- **What the exercise asks**
Repeat every record below exactly as written.
BEGIN Dataset
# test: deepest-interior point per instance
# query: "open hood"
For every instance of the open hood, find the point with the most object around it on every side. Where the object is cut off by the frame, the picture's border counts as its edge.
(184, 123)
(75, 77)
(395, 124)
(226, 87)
END Dataset
- **Reply**
# test: deepest-interior point per instance
# query: "open hood"
For every instance of the open hood, find the point with the most object around it on every side. Where the object is cut off by the frame, the picture's border counts as its edge.
(184, 123)
(75, 77)
(395, 124)
(226, 87)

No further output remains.